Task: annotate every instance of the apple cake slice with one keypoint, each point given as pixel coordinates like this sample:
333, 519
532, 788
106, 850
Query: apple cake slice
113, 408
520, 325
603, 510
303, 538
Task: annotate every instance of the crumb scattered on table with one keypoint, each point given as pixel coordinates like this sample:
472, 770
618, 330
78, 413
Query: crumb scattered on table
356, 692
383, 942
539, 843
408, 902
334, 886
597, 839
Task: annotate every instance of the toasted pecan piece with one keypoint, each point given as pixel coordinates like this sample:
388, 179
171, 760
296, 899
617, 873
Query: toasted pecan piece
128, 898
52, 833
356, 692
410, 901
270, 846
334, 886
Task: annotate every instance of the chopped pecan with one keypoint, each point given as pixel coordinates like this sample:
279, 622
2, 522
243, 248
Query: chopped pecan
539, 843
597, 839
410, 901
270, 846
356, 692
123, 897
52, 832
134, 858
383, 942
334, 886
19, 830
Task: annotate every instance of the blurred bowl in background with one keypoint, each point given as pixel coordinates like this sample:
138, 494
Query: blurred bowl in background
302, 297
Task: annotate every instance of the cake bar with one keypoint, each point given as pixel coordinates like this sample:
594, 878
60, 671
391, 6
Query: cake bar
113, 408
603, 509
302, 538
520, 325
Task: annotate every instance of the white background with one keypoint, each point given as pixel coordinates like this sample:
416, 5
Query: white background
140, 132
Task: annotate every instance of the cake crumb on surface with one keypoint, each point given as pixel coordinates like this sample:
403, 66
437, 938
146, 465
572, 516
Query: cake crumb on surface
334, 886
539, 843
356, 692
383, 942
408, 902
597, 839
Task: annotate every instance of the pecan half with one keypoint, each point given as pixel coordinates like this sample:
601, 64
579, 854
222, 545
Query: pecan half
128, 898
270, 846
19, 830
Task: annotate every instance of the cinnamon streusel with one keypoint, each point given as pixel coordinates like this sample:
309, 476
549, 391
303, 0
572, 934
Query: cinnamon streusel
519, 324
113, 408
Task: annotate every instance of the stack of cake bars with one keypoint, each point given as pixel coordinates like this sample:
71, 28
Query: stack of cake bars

> [Aim of the task]:
The complete data is to be transcribed verbatim.

> [Solution for this problem]:
Task: annotate every instance of the apple cake slice with one keypoint, each point given as pixel coordinates like this sample:
333, 519
532, 788
106, 850
Query: apple cake slice
113, 408
520, 325
603, 510
303, 538
Task: annotate every instance of the crumb scattered on table with one keypoint, each point given as pixel coordinates like this sample:
472, 770
618, 330
78, 413
Query: crumb scattered on table
356, 692
383, 942
539, 843
408, 902
334, 886
597, 839
Task: annotate every instance of the toasted pecan piece with one keypoint, each point given as pixel coordinates like this sample:
388, 179
171, 760
296, 899
617, 873
Query: toasted pecan piece
128, 898
52, 833
356, 692
410, 901
270, 846
334, 886
Task: annotate every instance of the chopped pecan with one keypoint, each point given as pixel coordinates like this sample:
279, 622
2, 522
243, 248
Query: chopped pecan
539, 843
597, 839
410, 901
270, 846
356, 692
123, 897
52, 832
134, 858
383, 942
334, 886
19, 830
Task: annotate every instance of the blurred bowl in background with one keypoint, each point given as pixel coordinates like this sample:
138, 494
Query: blurred bowl in background
302, 297
Task: annotate every instance of the cake bar with one keypoint, each point given as pixel coordinates like this sample:
594, 878
60, 671
391, 6
Query: cake bar
113, 408
603, 509
302, 538
520, 325
Task: annotate every instance of the white background with one keypoint, each point given as pixel coordinates like this sample:
416, 5
Query: white background
140, 132
Task: annotate every instance of the cake crumb on surface with one keypoint, each point given as pixel coordinates like this sample:
403, 66
437, 938
146, 465
572, 516
Query: cake crumb on surface
334, 886
539, 843
356, 692
383, 942
408, 902
597, 839
Task: annotate every instance of the pecan half with one keypoint, each point given as pixel coordinates like this sample:
601, 64
579, 854
222, 545
Query: pecan half
128, 898
270, 846
19, 830
Task: annotate every instance of the cinnamon streusel with one keypoint, each point given as pixel coordinates like this sample:
309, 476
549, 391
303, 0
572, 934
Query: cinnamon streusel
519, 324
113, 408
Task: annotate every instance of the stack of cake bars with one keypoint, each point given as pixel coordinates like this sample:
71, 28
Query: stack of cake bars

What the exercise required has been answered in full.